■ **Given exercise**:
Give every line of the entries below as a JSON list of strings, one string per line, with blank lines and the pictures left out.

** start **

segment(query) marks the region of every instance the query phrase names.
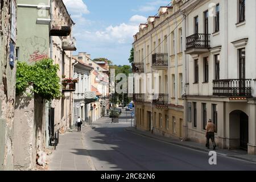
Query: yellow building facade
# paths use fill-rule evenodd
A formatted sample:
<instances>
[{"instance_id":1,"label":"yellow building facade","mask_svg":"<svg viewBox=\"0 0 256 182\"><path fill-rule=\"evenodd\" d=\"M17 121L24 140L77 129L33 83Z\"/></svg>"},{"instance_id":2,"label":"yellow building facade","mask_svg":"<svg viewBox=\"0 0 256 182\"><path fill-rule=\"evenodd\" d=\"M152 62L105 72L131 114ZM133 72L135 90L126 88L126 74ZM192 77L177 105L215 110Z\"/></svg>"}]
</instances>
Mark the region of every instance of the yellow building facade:
<instances>
[{"instance_id":1,"label":"yellow building facade","mask_svg":"<svg viewBox=\"0 0 256 182\"><path fill-rule=\"evenodd\" d=\"M134 36L135 120L137 129L182 138L183 15L181 1L161 6Z\"/></svg>"}]
</instances>

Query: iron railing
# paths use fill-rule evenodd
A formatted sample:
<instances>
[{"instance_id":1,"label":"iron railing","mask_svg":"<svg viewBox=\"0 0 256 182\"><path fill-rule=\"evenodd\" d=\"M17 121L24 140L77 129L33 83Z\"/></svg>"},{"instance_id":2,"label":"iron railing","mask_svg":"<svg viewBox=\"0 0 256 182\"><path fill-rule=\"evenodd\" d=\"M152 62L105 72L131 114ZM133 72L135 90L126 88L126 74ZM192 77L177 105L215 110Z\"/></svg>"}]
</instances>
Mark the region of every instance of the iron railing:
<instances>
[{"instance_id":1,"label":"iron railing","mask_svg":"<svg viewBox=\"0 0 256 182\"><path fill-rule=\"evenodd\" d=\"M137 103L143 103L145 101L144 93L135 93L133 94L133 101Z\"/></svg>"},{"instance_id":2,"label":"iron railing","mask_svg":"<svg viewBox=\"0 0 256 182\"><path fill-rule=\"evenodd\" d=\"M76 39L75 38L63 39L62 42L62 47L63 49L72 48L76 50Z\"/></svg>"},{"instance_id":3,"label":"iron railing","mask_svg":"<svg viewBox=\"0 0 256 182\"><path fill-rule=\"evenodd\" d=\"M152 65L153 67L167 67L168 53L155 53L152 55Z\"/></svg>"},{"instance_id":4,"label":"iron railing","mask_svg":"<svg viewBox=\"0 0 256 182\"><path fill-rule=\"evenodd\" d=\"M195 34L187 37L187 49L190 48L210 48L210 35Z\"/></svg>"},{"instance_id":5,"label":"iron railing","mask_svg":"<svg viewBox=\"0 0 256 182\"><path fill-rule=\"evenodd\" d=\"M251 97L251 79L213 80L213 96Z\"/></svg>"},{"instance_id":6,"label":"iron railing","mask_svg":"<svg viewBox=\"0 0 256 182\"><path fill-rule=\"evenodd\" d=\"M71 32L71 21L64 16L53 15L51 20L50 35L67 36Z\"/></svg>"},{"instance_id":7,"label":"iron railing","mask_svg":"<svg viewBox=\"0 0 256 182\"><path fill-rule=\"evenodd\" d=\"M159 94L157 98L155 100L153 100L152 104L156 105L167 106L168 100L168 94Z\"/></svg>"},{"instance_id":8,"label":"iron railing","mask_svg":"<svg viewBox=\"0 0 256 182\"><path fill-rule=\"evenodd\" d=\"M135 63L132 64L133 73L144 73L144 63Z\"/></svg>"}]
</instances>

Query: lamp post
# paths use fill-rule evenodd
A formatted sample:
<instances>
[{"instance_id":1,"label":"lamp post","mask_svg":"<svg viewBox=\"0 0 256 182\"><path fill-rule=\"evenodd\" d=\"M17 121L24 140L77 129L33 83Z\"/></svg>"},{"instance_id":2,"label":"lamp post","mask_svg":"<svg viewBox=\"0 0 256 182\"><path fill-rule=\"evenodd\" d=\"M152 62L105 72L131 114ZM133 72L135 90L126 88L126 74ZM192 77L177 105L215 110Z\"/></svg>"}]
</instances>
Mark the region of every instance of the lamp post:
<instances>
[{"instance_id":1,"label":"lamp post","mask_svg":"<svg viewBox=\"0 0 256 182\"><path fill-rule=\"evenodd\" d=\"M93 111L93 107L92 106L92 104L90 105L90 123L89 125L91 125L92 123L92 112Z\"/></svg>"}]
</instances>

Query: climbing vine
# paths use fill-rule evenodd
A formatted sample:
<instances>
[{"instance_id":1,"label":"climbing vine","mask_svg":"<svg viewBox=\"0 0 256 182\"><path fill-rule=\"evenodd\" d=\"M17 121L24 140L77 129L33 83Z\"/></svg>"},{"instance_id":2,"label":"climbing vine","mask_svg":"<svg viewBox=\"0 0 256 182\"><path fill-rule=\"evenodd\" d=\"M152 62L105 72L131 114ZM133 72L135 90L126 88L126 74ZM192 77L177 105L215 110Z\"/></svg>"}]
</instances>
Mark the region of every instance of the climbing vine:
<instances>
[{"instance_id":1,"label":"climbing vine","mask_svg":"<svg viewBox=\"0 0 256 182\"><path fill-rule=\"evenodd\" d=\"M60 99L60 78L57 75L59 65L53 64L49 59L37 61L34 65L18 61L16 76L16 94L19 95L30 85L33 85L32 92L43 98L51 100Z\"/></svg>"}]
</instances>

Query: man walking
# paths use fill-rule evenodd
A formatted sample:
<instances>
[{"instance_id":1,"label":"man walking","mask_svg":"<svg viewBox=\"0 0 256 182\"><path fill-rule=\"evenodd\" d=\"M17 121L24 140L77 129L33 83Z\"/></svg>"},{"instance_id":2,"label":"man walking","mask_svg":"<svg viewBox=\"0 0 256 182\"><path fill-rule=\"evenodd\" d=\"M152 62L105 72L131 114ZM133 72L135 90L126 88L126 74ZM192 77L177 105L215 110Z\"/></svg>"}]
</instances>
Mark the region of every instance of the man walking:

** end **

■ **Completed exercise**:
[
  "segment(query) marks the region of every instance the query phrase names.",
  "Query: yellow building facade",
  "# paths use fill-rule evenodd",
  "A formatted sample:",
  "<instances>",
  "[{\"instance_id\":1,\"label\":\"yellow building facade\",\"mask_svg\":\"<svg viewBox=\\\"0 0 256 182\\\"><path fill-rule=\\\"evenodd\\\" d=\\\"M17 121L24 140L77 129L33 83Z\\\"/></svg>\"},{\"instance_id\":2,\"label\":\"yellow building facade\",\"mask_svg\":\"<svg viewBox=\\\"0 0 256 182\\\"><path fill-rule=\\\"evenodd\\\" d=\\\"M152 62L105 72L131 114ZM133 72L135 90L126 88L126 74ZM192 77L177 105L215 110Z\\\"/></svg>\"}]",
  "</instances>",
  "Mark the region of every instance of the yellow building facade:",
  "<instances>",
  "[{\"instance_id\":1,\"label\":\"yellow building facade\",\"mask_svg\":\"<svg viewBox=\\\"0 0 256 182\\\"><path fill-rule=\\\"evenodd\\\" d=\\\"M134 36L135 120L137 129L182 138L183 15L181 1L161 6Z\\\"/></svg>\"}]",
  "</instances>",
  "Query: iron railing",
  "# paths use fill-rule evenodd",
  "A formatted sample:",
  "<instances>",
  "[{\"instance_id\":1,\"label\":\"iron railing\",\"mask_svg\":\"<svg viewBox=\\\"0 0 256 182\\\"><path fill-rule=\\\"evenodd\\\" d=\\\"M17 121L24 140L77 129L33 83Z\\\"/></svg>\"},{\"instance_id\":2,\"label\":\"iron railing\",\"mask_svg\":\"<svg viewBox=\\\"0 0 256 182\\\"><path fill-rule=\\\"evenodd\\\" d=\\\"M152 62L105 72L131 114ZM133 72L135 90L126 88L126 74ZM192 77L177 105L215 110Z\\\"/></svg>\"}]",
  "</instances>",
  "Mark the region of every instance of the iron railing:",
  "<instances>",
  "[{\"instance_id\":1,\"label\":\"iron railing\",\"mask_svg\":\"<svg viewBox=\\\"0 0 256 182\\\"><path fill-rule=\\\"evenodd\\\" d=\\\"M137 103L143 103L145 101L144 93L135 93L133 94L133 101Z\\\"/></svg>\"},{\"instance_id\":2,\"label\":\"iron railing\",\"mask_svg\":\"<svg viewBox=\\\"0 0 256 182\\\"><path fill-rule=\\\"evenodd\\\" d=\\\"M76 39L75 38L63 39L62 42L62 47L63 49L72 48L76 50Z\\\"/></svg>\"},{\"instance_id\":3,\"label\":\"iron railing\",\"mask_svg\":\"<svg viewBox=\\\"0 0 256 182\\\"><path fill-rule=\\\"evenodd\\\" d=\\\"M152 65L153 67L167 67L168 53L155 53L152 55Z\\\"/></svg>\"},{\"instance_id\":4,\"label\":\"iron railing\",\"mask_svg\":\"<svg viewBox=\\\"0 0 256 182\\\"><path fill-rule=\\\"evenodd\\\" d=\\\"M195 34L187 37L187 49L190 48L210 48L210 35Z\\\"/></svg>\"},{\"instance_id\":5,\"label\":\"iron railing\",\"mask_svg\":\"<svg viewBox=\\\"0 0 256 182\\\"><path fill-rule=\\\"evenodd\\\" d=\\\"M251 97L251 79L213 80L213 96Z\\\"/></svg>\"},{\"instance_id\":6,\"label\":\"iron railing\",\"mask_svg\":\"<svg viewBox=\\\"0 0 256 182\\\"><path fill-rule=\\\"evenodd\\\" d=\\\"M71 32L71 21L64 16L53 15L51 20L50 35L67 36Z\\\"/></svg>\"},{\"instance_id\":7,\"label\":\"iron railing\",\"mask_svg\":\"<svg viewBox=\\\"0 0 256 182\\\"><path fill-rule=\\\"evenodd\\\" d=\\\"M159 94L157 98L155 100L153 100L152 104L156 105L167 106L168 100L168 94Z\\\"/></svg>\"},{\"instance_id\":8,\"label\":\"iron railing\",\"mask_svg\":\"<svg viewBox=\\\"0 0 256 182\\\"><path fill-rule=\\\"evenodd\\\" d=\\\"M135 63L132 64L133 73L144 73L144 63Z\\\"/></svg>\"}]",
  "</instances>",
  "Query: lamp post",
  "# paths use fill-rule evenodd",
  "A formatted sample:",
  "<instances>",
  "[{\"instance_id\":1,\"label\":\"lamp post\",\"mask_svg\":\"<svg viewBox=\\\"0 0 256 182\\\"><path fill-rule=\\\"evenodd\\\" d=\\\"M17 121L24 140L77 129L33 83Z\\\"/></svg>\"},{\"instance_id\":2,\"label\":\"lamp post\",\"mask_svg\":\"<svg viewBox=\\\"0 0 256 182\\\"><path fill-rule=\\\"evenodd\\\" d=\\\"M152 62L105 72L131 114ZM133 72L135 90L126 88L126 74ZM192 77L177 105L215 110Z\\\"/></svg>\"}]",
  "</instances>",
  "Mark the region of every instance of the lamp post:",
  "<instances>",
  "[{\"instance_id\":1,\"label\":\"lamp post\",\"mask_svg\":\"<svg viewBox=\\\"0 0 256 182\\\"><path fill-rule=\\\"evenodd\\\" d=\\\"M93 111L93 107L92 106L92 104L90 105L90 123L89 125L91 125L92 123L92 112Z\\\"/></svg>\"}]",
  "</instances>",
  "Query: climbing vine",
  "# paths use fill-rule evenodd",
  "A formatted sample:",
  "<instances>",
  "[{\"instance_id\":1,\"label\":\"climbing vine\",\"mask_svg\":\"<svg viewBox=\\\"0 0 256 182\\\"><path fill-rule=\\\"evenodd\\\" d=\\\"M17 121L24 140L77 129L33 83Z\\\"/></svg>\"},{\"instance_id\":2,\"label\":\"climbing vine\",\"mask_svg\":\"<svg viewBox=\\\"0 0 256 182\\\"><path fill-rule=\\\"evenodd\\\" d=\\\"M152 62L105 72L131 114ZM133 72L135 90L126 88L126 74ZM192 77L177 105L215 110Z\\\"/></svg>\"}]",
  "</instances>",
  "Mark the region of every instance of the climbing vine:",
  "<instances>",
  "[{\"instance_id\":1,\"label\":\"climbing vine\",\"mask_svg\":\"<svg viewBox=\\\"0 0 256 182\\\"><path fill-rule=\\\"evenodd\\\" d=\\\"M60 99L60 78L57 75L59 65L53 64L49 59L37 61L34 65L18 61L16 76L16 94L19 95L30 85L33 85L32 92L43 98L51 100Z\\\"/></svg>\"}]",
  "</instances>",
  "Query: man walking",
  "# paths use fill-rule evenodd",
  "A formatted sample:",
  "<instances>",
  "[{\"instance_id\":1,\"label\":\"man walking\",\"mask_svg\":\"<svg viewBox=\\\"0 0 256 182\\\"><path fill-rule=\\\"evenodd\\\" d=\\\"M17 121L24 140L77 129L33 83Z\\\"/></svg>\"},{\"instance_id\":2,\"label\":\"man walking\",\"mask_svg\":\"<svg viewBox=\\\"0 0 256 182\\\"><path fill-rule=\\\"evenodd\\\" d=\\\"M152 62L105 72L131 114ZM133 72L135 90L126 88L126 74ZM192 77L177 105L215 110Z\\\"/></svg>\"}]",
  "</instances>",
  "Mark the region of every instance of the man walking:"
]